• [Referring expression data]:
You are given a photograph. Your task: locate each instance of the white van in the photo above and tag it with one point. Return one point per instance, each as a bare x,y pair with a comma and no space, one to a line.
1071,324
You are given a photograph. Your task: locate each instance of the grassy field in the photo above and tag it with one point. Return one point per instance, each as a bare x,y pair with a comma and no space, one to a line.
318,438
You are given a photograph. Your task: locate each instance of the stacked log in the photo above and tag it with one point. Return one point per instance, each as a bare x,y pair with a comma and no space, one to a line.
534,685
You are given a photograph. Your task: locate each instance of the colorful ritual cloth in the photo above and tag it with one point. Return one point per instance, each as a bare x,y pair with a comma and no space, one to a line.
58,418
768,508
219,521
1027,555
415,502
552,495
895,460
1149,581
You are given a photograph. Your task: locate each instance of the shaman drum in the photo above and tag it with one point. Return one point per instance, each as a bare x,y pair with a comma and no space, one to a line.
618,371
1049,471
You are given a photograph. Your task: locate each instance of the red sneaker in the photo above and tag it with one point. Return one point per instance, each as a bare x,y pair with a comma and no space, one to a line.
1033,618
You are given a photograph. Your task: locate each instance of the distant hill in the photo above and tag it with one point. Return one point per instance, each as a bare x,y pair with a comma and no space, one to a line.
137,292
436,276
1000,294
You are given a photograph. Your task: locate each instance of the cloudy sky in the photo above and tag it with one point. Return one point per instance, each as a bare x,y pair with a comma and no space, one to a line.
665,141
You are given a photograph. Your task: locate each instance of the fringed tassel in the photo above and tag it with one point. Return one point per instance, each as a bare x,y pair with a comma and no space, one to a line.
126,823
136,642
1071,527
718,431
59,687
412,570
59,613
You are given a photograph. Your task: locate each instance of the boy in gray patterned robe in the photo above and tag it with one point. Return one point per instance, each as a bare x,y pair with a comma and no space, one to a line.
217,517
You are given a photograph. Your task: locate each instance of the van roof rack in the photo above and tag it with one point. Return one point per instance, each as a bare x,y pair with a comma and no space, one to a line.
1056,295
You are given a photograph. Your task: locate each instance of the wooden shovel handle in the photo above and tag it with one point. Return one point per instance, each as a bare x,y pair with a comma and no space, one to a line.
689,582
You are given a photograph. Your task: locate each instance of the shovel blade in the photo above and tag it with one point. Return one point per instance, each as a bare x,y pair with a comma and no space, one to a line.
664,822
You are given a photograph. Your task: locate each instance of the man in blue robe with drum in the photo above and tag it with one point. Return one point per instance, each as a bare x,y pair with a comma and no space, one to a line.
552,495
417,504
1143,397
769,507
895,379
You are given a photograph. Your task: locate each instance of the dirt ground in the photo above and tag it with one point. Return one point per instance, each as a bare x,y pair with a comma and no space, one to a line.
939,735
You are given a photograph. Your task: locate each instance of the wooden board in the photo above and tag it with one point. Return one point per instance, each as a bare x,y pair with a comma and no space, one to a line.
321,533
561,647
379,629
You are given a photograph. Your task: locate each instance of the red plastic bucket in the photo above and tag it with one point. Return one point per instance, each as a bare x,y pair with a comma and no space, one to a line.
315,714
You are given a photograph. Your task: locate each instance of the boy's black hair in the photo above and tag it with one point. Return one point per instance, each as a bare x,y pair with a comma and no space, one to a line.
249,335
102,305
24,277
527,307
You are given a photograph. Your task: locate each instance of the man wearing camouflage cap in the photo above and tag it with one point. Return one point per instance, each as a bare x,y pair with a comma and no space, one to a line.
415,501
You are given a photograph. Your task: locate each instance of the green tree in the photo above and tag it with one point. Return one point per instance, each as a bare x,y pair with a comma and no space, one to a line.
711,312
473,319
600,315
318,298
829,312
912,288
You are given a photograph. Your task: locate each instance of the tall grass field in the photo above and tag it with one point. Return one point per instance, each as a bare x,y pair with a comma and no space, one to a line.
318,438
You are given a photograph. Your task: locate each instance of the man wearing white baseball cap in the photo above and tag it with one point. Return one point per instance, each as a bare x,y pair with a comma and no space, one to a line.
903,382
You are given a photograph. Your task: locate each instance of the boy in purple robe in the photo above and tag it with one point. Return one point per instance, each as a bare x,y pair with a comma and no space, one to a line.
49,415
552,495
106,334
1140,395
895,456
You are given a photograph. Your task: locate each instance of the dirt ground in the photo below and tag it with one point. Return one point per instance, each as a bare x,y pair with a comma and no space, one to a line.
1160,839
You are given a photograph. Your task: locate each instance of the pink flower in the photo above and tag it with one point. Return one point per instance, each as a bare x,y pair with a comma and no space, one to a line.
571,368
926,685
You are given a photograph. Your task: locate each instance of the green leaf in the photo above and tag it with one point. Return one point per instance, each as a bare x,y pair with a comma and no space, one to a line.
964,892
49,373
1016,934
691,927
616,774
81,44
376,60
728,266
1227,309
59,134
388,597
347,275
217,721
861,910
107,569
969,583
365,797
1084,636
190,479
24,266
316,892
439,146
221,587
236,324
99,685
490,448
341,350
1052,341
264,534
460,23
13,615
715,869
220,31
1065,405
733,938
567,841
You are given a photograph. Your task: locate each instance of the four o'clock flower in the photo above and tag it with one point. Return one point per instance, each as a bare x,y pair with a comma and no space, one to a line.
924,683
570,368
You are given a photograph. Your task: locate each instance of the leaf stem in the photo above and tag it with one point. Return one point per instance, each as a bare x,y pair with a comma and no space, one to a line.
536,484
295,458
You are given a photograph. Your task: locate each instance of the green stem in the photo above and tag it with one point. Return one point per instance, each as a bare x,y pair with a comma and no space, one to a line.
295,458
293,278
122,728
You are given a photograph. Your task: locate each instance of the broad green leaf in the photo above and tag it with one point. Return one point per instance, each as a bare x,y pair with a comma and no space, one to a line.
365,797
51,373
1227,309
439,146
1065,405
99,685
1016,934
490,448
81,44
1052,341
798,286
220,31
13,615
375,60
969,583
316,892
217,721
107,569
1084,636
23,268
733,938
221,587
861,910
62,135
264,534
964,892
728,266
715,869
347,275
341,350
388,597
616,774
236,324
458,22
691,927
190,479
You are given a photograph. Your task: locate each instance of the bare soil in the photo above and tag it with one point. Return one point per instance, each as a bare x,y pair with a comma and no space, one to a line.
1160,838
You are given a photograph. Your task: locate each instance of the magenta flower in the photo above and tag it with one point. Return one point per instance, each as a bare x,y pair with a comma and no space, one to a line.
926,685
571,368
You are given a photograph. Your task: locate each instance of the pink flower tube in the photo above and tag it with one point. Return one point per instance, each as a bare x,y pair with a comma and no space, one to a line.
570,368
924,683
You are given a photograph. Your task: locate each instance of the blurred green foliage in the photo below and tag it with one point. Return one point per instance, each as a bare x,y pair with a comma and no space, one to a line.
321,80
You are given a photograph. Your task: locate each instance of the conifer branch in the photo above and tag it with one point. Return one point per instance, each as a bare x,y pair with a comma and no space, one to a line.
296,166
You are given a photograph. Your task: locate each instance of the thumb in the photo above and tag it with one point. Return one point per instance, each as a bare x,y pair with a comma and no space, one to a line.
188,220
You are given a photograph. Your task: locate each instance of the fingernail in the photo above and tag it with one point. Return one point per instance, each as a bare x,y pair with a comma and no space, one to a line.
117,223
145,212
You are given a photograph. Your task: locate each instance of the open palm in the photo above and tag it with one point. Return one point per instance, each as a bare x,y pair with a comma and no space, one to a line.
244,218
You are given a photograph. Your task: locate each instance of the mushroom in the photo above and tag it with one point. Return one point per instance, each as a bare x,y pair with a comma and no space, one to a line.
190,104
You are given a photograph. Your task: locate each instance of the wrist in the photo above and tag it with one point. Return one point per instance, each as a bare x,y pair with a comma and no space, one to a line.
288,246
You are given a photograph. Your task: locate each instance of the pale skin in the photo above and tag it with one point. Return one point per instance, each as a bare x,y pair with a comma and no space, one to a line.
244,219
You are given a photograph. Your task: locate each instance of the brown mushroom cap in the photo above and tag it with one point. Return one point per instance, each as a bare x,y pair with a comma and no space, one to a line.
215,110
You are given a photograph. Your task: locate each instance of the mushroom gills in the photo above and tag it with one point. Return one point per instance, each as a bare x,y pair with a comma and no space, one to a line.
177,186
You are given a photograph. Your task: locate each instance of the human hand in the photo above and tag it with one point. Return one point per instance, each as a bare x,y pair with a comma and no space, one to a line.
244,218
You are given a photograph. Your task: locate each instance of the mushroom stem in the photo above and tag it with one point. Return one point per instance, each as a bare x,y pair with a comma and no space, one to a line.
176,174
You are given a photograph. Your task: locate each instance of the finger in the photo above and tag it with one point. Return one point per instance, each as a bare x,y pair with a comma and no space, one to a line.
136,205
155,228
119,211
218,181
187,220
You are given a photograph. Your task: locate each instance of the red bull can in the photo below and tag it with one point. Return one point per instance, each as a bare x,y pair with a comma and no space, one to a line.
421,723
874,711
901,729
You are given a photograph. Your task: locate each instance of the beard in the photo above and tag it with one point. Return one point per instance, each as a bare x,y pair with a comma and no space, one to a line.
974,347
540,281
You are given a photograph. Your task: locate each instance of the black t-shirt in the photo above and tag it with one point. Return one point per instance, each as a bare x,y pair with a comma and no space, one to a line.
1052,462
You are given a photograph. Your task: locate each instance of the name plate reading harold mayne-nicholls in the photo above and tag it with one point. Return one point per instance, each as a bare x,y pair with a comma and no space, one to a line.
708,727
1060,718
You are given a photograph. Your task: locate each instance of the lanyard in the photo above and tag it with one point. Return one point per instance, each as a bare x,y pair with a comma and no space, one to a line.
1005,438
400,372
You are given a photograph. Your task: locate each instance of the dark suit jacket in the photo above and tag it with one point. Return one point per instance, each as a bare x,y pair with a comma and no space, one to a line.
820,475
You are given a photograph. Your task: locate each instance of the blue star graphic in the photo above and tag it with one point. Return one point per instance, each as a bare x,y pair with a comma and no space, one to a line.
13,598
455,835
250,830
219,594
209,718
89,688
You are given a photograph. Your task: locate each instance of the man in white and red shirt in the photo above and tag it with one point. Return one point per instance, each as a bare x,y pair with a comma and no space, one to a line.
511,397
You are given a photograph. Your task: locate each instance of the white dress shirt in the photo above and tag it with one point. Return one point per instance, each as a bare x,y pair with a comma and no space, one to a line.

• [Your instructions]: Write out exactly the lines that run from the one containing "of the blue" to the end of the records, both end lines included.

• [Your solution]:
You are given a photograph. Your task: locate each instance of the blue star graphic in the photo above and tag it with one point. Return one point per instance, each as a bare x,y pair with a comma and no space, one to a line.
13,598
455,835
250,830
219,594
209,718
89,688
You are given a photograph. Your task: locate each instance of the man in white and red shirt in the photo above and tag it with one point. Return one point per instance, each as a bare x,y pair with a comma and no space, one to a line.
511,397
You are given a photograph. Your task: locate each instance of the white dress shirt in the photo above and tag it with one point. Return one point per instance, each as a bare x,y pair with a comma and no space, one to a line.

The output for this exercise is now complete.